* What you need to do
Restate word for word every line from the one containing "The service SHOULD place a point on the camera lens, one" to the last line of the records below.

(Excerpts from a dataset)
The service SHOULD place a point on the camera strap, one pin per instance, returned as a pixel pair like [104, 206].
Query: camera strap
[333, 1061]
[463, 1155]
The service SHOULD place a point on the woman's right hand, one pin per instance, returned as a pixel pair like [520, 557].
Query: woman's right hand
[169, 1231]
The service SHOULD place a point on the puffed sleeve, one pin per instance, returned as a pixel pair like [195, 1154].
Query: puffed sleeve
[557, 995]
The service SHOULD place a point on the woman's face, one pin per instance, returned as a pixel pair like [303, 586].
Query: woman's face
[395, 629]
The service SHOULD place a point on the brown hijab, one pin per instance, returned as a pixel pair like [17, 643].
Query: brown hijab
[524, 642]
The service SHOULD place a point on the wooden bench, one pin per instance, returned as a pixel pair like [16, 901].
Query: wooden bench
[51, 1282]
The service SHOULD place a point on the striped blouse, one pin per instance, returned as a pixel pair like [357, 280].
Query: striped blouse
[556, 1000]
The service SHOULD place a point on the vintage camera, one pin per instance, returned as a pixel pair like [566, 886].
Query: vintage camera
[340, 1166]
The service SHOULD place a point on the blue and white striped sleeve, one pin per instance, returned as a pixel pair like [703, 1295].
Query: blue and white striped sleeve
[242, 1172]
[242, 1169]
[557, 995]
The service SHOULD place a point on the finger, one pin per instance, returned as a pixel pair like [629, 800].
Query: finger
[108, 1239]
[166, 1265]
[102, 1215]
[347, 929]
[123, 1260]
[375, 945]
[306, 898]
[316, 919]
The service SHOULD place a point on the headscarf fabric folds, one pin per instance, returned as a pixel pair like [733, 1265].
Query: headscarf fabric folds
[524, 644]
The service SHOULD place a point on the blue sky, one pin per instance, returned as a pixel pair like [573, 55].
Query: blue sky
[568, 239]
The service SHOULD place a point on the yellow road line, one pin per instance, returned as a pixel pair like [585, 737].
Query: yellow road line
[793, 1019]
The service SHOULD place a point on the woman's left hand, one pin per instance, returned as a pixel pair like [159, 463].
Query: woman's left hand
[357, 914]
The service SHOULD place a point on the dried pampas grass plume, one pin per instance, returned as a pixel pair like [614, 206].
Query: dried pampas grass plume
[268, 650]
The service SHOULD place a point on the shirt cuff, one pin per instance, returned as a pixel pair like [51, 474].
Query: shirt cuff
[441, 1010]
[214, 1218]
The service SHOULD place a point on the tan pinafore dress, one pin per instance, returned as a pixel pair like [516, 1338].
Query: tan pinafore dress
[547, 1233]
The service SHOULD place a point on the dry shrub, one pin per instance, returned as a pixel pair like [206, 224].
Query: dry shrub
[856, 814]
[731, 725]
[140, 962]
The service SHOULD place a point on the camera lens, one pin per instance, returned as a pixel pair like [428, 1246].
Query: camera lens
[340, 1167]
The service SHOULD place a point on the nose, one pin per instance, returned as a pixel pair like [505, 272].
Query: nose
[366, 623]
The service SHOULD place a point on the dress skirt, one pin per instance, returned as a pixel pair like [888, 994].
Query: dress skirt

* Problem solution
The service SHOULD place a point on the camera lens, one pin per instance, returned as a pixel pair like [428, 1246].
Query: camera lens
[340, 1167]
The service SHOULD place a point on the nose, one pin per instance, returned as a pixel pair like [505, 272].
Query: nose
[366, 623]
The service SHOULD place a point on the dress skirt, one pin per instance, returned as a pixel pair like [888, 994].
Query: dress skirt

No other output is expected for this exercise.